= 7th and 13th Belgian Field Artillery =

The 7th Belgian Field Artillery was a Belgian field artillery regiment put at the disposal of the Australian, British and Canadian forces in the Ypres Salient between May 1915 and May 1917. While its official name in the Belgian army was 7e Régiment d'Artillerie, it was frequently referred to as 7th Belgian Field Artillery, in analogy with the names used in the armies of the British Empire for field artillery units, such as Royal Field Artillery or Canadian Field Artillery. It was renumbered to 13e Régiment d'Artillerie in December 1916 following a change in the Belgian army regiments.

== Introduction ==
In January 1915 Belgium's King Albert agreed to a British request for artillery support for the newly created 28th Division of which the artillery was not fully equipped yet. In first instance, a temporary unit, called Régiment d'Artillerie Provisoire (RAP), was created, consisting of the artillery of the 18th and 19th Mixed Brigades of the Belgian 6th Division. This unit was commanded by Lieutenant-Colonel Charles Dujardin. It was made up of six batteries, numbered 97 to 102, of each four 75 mm Krupp (1905) guns, a total of 24 guns. It joined the 28th Division on 12 February 1915. This unit participated in the fights at St.-Eloi, Hill 60 and supported British and French troops during the Second Battle of Ypres. The RAP left the Salient on 16 and 17 May 1915. It was awarded the battle honour 'Ypres 1915'.

* * *

→ WRITTEN EXERCISE A: Transcribe the passage on the 7th Belgian Field Artillery between "The 7th Belgian" and "Belgian army regiments.", inclusive.
→ WRITTEN EXERCISE B: Pick up the passage on the 7th Belgian Field Artillery after its last sentence and carry it further.
The records are not needed for this work.

* * *

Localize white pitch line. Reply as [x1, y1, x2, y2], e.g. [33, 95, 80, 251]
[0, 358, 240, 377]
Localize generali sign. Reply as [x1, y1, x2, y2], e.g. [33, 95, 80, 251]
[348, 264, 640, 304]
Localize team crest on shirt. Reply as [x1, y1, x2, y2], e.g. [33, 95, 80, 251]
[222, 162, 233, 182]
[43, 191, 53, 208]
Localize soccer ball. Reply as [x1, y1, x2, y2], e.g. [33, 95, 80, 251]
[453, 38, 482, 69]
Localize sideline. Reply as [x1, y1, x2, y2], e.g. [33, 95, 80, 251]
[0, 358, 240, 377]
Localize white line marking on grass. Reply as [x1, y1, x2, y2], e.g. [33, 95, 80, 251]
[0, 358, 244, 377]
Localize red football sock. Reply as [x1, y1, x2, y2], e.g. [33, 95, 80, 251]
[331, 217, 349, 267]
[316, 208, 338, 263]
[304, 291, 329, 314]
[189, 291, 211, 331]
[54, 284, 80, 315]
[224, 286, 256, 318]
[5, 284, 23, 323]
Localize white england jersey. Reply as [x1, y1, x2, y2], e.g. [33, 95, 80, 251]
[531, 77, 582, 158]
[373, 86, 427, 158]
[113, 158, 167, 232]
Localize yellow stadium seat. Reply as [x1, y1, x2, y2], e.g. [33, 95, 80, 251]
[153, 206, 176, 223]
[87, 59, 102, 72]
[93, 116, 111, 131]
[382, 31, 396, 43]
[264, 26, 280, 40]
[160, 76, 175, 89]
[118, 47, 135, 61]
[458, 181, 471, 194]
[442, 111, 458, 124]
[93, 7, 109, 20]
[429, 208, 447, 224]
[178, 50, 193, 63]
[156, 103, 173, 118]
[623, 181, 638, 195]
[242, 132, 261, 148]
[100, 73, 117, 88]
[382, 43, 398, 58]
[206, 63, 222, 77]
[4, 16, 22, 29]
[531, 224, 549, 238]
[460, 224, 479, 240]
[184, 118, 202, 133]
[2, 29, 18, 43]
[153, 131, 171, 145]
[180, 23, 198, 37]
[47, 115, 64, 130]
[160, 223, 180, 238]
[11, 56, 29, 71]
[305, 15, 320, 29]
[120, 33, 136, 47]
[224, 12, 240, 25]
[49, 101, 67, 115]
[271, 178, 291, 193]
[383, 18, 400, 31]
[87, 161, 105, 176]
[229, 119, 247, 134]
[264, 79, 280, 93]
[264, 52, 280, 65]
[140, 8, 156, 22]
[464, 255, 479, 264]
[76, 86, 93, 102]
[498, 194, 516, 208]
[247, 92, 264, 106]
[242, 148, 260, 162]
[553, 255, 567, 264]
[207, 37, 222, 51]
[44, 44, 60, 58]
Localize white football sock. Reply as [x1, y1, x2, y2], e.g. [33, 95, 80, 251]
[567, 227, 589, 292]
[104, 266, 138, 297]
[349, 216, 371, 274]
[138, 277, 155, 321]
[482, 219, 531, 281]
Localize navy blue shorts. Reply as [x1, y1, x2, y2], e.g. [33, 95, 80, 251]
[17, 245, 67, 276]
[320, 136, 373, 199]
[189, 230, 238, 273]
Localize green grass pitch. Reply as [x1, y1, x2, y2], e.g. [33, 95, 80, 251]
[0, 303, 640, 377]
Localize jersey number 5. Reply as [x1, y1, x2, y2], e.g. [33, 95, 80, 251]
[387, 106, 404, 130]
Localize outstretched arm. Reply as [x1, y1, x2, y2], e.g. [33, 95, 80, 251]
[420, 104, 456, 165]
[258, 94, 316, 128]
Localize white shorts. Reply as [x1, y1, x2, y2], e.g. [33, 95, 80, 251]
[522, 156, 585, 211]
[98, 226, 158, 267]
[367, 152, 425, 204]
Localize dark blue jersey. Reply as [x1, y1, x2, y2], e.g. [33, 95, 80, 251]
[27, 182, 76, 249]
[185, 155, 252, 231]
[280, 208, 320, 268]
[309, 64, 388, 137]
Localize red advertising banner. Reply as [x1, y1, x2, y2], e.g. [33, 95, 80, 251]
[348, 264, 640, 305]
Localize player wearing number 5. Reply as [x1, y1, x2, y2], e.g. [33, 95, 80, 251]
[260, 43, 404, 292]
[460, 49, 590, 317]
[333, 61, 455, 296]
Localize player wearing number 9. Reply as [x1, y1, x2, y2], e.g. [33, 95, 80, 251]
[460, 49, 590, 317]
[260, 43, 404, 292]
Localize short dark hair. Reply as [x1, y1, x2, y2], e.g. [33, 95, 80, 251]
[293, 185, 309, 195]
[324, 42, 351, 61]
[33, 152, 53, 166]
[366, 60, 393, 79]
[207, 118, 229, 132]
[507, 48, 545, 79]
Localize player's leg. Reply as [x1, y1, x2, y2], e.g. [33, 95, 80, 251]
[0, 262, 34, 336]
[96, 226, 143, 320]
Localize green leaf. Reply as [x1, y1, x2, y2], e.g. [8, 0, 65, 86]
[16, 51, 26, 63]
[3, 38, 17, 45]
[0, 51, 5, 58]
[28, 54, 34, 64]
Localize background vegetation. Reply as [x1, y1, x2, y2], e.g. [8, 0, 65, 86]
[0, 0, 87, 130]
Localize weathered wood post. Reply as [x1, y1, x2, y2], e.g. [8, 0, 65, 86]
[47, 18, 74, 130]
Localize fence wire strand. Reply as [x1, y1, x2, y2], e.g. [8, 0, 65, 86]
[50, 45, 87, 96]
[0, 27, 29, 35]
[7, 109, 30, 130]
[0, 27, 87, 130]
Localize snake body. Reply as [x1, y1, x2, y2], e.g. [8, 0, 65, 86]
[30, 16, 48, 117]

* * *

→ EXERCISE RESPONSE A:
The 7th Belgian Field Artillery was a Belgian field artillery regiment put at the disposal of the Australian, British and Canadian forces in the Ypres Salient between May 1915 and May 1917. While its official name in the Belgian army was 7e Régiment d'Artillerie, it was frequently referred to as 7th Belgian Field Artillery, in analogy with the names used in the armies of the British Empire for field artillery units, such as Royal Field Artillery or Canadian Field Artillery. It was renumbered to 13e Régiment d'Artillerie in December 1916 following a change in the Belgian army regiments.

→ EXERCISE RESPONSE B:
== History ==
The 7e Régiment d'Artillerie was formed on 3 March 1915. Like the RAP, it consisted of two groups of each three batteries with each four guns, a total of 24 field guns. The guns were of a different type, however: 75 mm Schneider-Canot (1904), coming from Portugal. The men came largely from other artillery regiments, including those of the fortified positions in Antwerp, Liège and Namur, and the Centre d'Instruction d'Artillerie. The regiment relieved the RAP on 16 and 17 May 1915 and participated in the Battle of Bellewaerde (May 1915). The regiment played an important role in the actions for St.-Eloi craters (March - April 1916), where it accounted for over one quarter of the participating field artillery. During its stay in the Ypres Salient, the unit frequently shelled the areas of Hill 60 and The Bluff. Its guns worn out, the regiment was disbanded on 19 May 1917. The contribution of the Belgian field artillery to the defence of the Ypres Salient was not negligible and it has been estimated that in the period May 1915 to May 1917 the regiment represented up to ten percent of the field artillery in the Ypres Salient. The battle honour 'Ypres 1915, 1916, 1917' was awarded in 1930.

=== List of divisions to which the regiment was attached (non-chronological order) ===

==== Australia and New Zealand Army Corps (ANZAC) ====

- 1st Australian Division
- 4th Australian Division

==== British Expeditionary Force ====

- 3rd Division
- 4th Division
- 5th Division
- 6th Division
- 9th (Scottish) Division
- 17th (Northern) Division
- 28th Division
- 46th (North Midland) Division
- 50th (Northumbrian) Division

==== Canadian Expeditionary Force ====

- 1st Canadian Division
- 2nd Canadian Division
- 3rd Canadian Division

=== Commanders ===

- Lieutenant-Colonel (later Major-General) Gaston Dechesne (March 1915 - July 1916)
- Lieutenant-Colonel (later Colonel) Charles Greindl (July 1916 - December 1916)
- Colonel Constant Moraine (December 1916 - May 1917)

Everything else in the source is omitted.